SOURCE TEXT

"""

Some practical exercises to try next meal time

Happy family enjoying dinner in garden

Below are a few simple, yet effective mindful eating exercises to get you started:

  • The Raisin Meditation: This exercise is a classic introduction to mindful eating. Begin with a single raisin (or another small food item) and examine it closely. Notice its shape, color, and texture. Then, close your eyes and take a moment to smell the raisin, fully engaging your sense of smell. Next, place the raisin in your mouth and notice how it feels on your tongue. Finally, chew the raisin slowly, savoring its taste and texture. This exercise encourages you to engage all your senses and helps you appreciate the complexity of a seemingly simple food item.

  • The Hunger-Fullness Scale: Before each meal, take a moment to assess your hunger level on a scale of 1 to 10, with 1 being ravenous and 10 being uncomfortably full. Use this scale to help guide your eating habits, aiming for a level of satisfaction around 7 or 8. As you eat, pause periodically to reassess your hunger and adjust your eating pace accordingly.

"""

SUPPLIED DATA
"""

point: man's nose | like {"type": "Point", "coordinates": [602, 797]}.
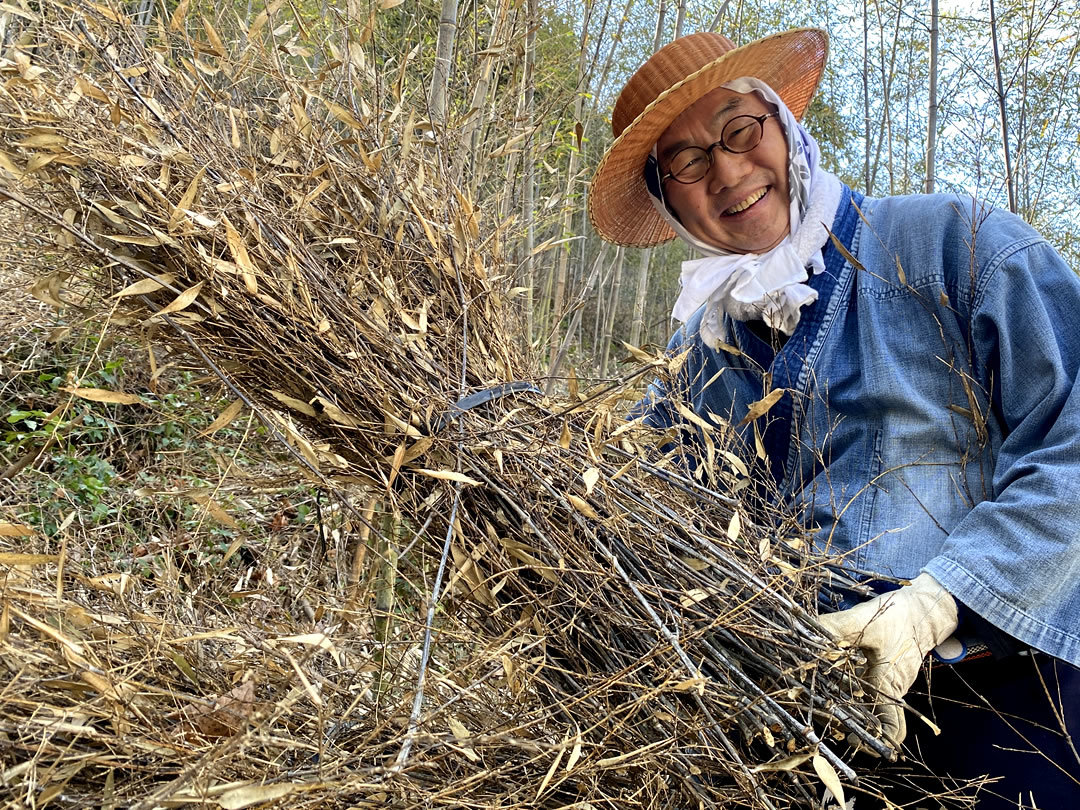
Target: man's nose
{"type": "Point", "coordinates": [727, 169]}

"""

ACTIVITY 1
Write out the part of the mindful eating passage between "Some practical exercises" and "simple food item.", inclusive.
ACTIVITY 2
According to the mindful eating passage, what level on the Hunger-Fullness Scale should you aim for?

SOLUTION 1
Some practical exercises to try next meal time

Happy family enjoying dinner in garden

Below are a few simple, yet effective mindful eating exercises to get you started:

  • The Raisin Meditation: This exercise is a classic introduction to mindful eating. Begin with a single raisin (or another small food item) and examine it closely. Notice its shape, color, and texture. Then, close your eyes and take a moment to smell the raisin, fully engaging your sense of smell. Next, place the raisin in your mouth and notice how it feels on your tongue. Finally, chew the raisin slowly, savoring its taste and texture. This exercise encourages you to engage all your senses and helps you appreciate the complexity of a seemingly simple food item.

SOLUTION 2
Around 7 or 8.